→ Task objective:
Format every line of the items below as a JSON list of strings, one string per line, leaving out any blank lines.

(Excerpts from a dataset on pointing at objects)
—————

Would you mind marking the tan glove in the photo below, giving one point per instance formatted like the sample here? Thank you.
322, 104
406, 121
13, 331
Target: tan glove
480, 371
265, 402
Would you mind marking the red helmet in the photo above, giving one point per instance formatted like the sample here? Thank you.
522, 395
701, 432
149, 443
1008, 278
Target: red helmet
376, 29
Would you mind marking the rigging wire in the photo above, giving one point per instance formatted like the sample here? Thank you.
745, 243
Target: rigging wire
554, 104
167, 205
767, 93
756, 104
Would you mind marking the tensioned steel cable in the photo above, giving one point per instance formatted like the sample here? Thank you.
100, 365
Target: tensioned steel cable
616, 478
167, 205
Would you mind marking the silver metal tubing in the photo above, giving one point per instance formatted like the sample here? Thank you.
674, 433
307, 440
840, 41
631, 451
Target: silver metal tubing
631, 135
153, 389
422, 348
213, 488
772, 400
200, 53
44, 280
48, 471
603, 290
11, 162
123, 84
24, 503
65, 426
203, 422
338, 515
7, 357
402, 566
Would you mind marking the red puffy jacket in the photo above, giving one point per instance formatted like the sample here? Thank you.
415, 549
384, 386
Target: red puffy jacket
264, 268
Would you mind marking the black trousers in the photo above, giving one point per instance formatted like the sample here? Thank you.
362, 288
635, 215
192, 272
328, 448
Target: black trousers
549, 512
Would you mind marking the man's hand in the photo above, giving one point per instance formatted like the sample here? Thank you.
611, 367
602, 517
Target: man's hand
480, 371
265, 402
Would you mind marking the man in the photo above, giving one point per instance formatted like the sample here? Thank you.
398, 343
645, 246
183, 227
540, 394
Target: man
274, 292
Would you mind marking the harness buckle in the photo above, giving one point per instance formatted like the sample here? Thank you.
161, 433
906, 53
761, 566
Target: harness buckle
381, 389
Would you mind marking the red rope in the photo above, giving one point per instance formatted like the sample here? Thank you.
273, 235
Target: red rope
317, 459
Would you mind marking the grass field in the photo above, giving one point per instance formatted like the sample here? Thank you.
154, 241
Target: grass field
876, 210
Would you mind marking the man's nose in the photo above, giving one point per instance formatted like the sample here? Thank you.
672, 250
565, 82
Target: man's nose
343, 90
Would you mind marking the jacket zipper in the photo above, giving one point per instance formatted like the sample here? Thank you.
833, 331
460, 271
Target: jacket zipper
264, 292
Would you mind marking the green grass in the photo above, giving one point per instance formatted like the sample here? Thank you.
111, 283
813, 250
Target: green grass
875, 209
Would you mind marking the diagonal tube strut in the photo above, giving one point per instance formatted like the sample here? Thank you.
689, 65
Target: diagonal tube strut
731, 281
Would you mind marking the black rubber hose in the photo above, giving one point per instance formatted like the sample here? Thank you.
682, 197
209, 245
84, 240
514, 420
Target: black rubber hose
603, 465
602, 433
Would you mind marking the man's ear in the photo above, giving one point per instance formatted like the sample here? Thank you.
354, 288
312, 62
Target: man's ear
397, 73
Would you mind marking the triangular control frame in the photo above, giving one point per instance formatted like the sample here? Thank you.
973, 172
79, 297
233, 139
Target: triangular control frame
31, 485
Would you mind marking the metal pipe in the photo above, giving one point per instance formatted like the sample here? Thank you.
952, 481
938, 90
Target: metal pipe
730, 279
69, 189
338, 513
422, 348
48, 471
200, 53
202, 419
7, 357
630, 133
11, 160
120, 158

—————

→ Expected answer:
[
  "Would you mind marking the tan glove in the photo below, giving one point per instance formatted like the sample here? Thank you.",
  "322, 104",
  "406, 121",
  "13, 331",
  "Target: tan glove",
  "480, 371",
  "265, 402",
  "Would you mind marking the red helmet in the photo above, giving one point per instance formatted like the sample here? Thank you.",
  "522, 395",
  "701, 432",
  "149, 443",
  "1008, 278",
  "Target: red helmet",
  "376, 29",
  "Would you mind marking the rigging wire in the photo above, giving one point per instance formatted like the sample here? Thank you.",
  "745, 243",
  "Target: rigging wire",
  "554, 104",
  "167, 205",
  "767, 93",
  "756, 104",
  "Would you mind marking the tensioned steel cable in the photo above, giving one point per instance formatted like the sample here? Thank you.",
  "100, 365",
  "Target: tensioned steel cable",
  "616, 478",
  "167, 205",
  "Would you mind marking the silver metal tubing in the photo above, giving one point per instance formatted like the sample here? Thank you.",
  "674, 433",
  "307, 440",
  "840, 41",
  "631, 451",
  "Target: silver metal tubing",
  "631, 135",
  "153, 389",
  "422, 348",
  "213, 488",
  "772, 400",
  "200, 53",
  "44, 280",
  "48, 471",
  "603, 290",
  "11, 162",
  "123, 84",
  "24, 503",
  "65, 426",
  "203, 422",
  "338, 515",
  "7, 357",
  "402, 566",
  "Would you mind marking the red puffy jacket in the photo above, giving one point per instance formatted like the sample here? Thank you.",
  "415, 549",
  "384, 386",
  "Target: red puffy jacket",
  "264, 268",
  "Would you mind marking the black trousers in the photo above, giving one point per instance formatted like the sample here? Thank you.",
  "362, 288",
  "635, 215",
  "192, 272",
  "328, 448",
  "Target: black trousers",
  "549, 512",
  "Would you mind marking the man's hand in the photo above, giving one point per instance formatted like the sample here? Thank you.",
  "611, 367",
  "602, 517",
  "Target: man's hand",
  "480, 371",
  "265, 402",
  "Would you mind marking the man in the photo above, giving one point per instance formatted like the sample here? Thank you.",
  "398, 343",
  "645, 246",
  "183, 227",
  "540, 394",
  "Target: man",
  "274, 292",
  "Would you mind marking the harness buckle in the photo above, giving one point per instance formatted like the sample here? Thank you.",
  "161, 433",
  "906, 53",
  "761, 566",
  "Target: harness buckle",
  "381, 389",
  "Would you mind marking the red rope in the photo above, giving one point per instance formatted like the sample here? Thank you.",
  "273, 235",
  "Target: red rope",
  "317, 459",
  "Would you mind marking the grass field in the photo above, giving one point per instance formatted like the sample here? Thank you.",
  "154, 241",
  "Target: grass field",
  "876, 210",
  "Would you mind marking the man's nose in the photo above, giving one point per instance formatted like the sample here? Thank you.",
  "672, 250",
  "565, 82",
  "Target: man's nose",
  "343, 90",
  "Would you mind marking the jacket zipper in the photo above, giving one point per instance formatted like the sample here? Thank you.",
  "833, 331",
  "460, 271",
  "Target: jacket zipper",
  "264, 292",
  "Would you mind marking the green grass in the photo above, giving one point per instance formatted like the sample here? Thank you.",
  "111, 283",
  "813, 250",
  "Target: green grass",
  "875, 209",
  "Would you mind marking the diagonal tube strut in the photo above, giving one point per instance formatted like the sample here? Thank you.",
  "689, 65",
  "Target: diagonal tube strut",
  "731, 281",
  "Would you mind marking the black rubber hose in the photo above, giving one point per instance formatted like the sample here? Thank you.",
  "682, 197",
  "209, 245",
  "84, 240",
  "514, 420",
  "Target: black rubber hose",
  "603, 465",
  "602, 433",
  "Would you mind marking the man's ear in the photo above, giving one point per instance formatted like the sample here? Thank you.",
  "354, 288",
  "312, 62",
  "Target: man's ear",
  "397, 73",
  "Would you mind marking the triangular control frame in the photo above, giving one point per instance formatted like the sample here? Thank you.",
  "973, 172",
  "79, 297",
  "233, 139",
  "Target: triangular control frame",
  "31, 485",
  "Would you mind marking the metal pipe in the photo above, giving one point per instance formatted like the sample here? Thank you.",
  "952, 481",
  "938, 90",
  "Target: metal pipe",
  "730, 279",
  "69, 189",
  "338, 513",
  "422, 348",
  "48, 471",
  "200, 53",
  "202, 419",
  "7, 357",
  "630, 133",
  "11, 160",
  "120, 158"
]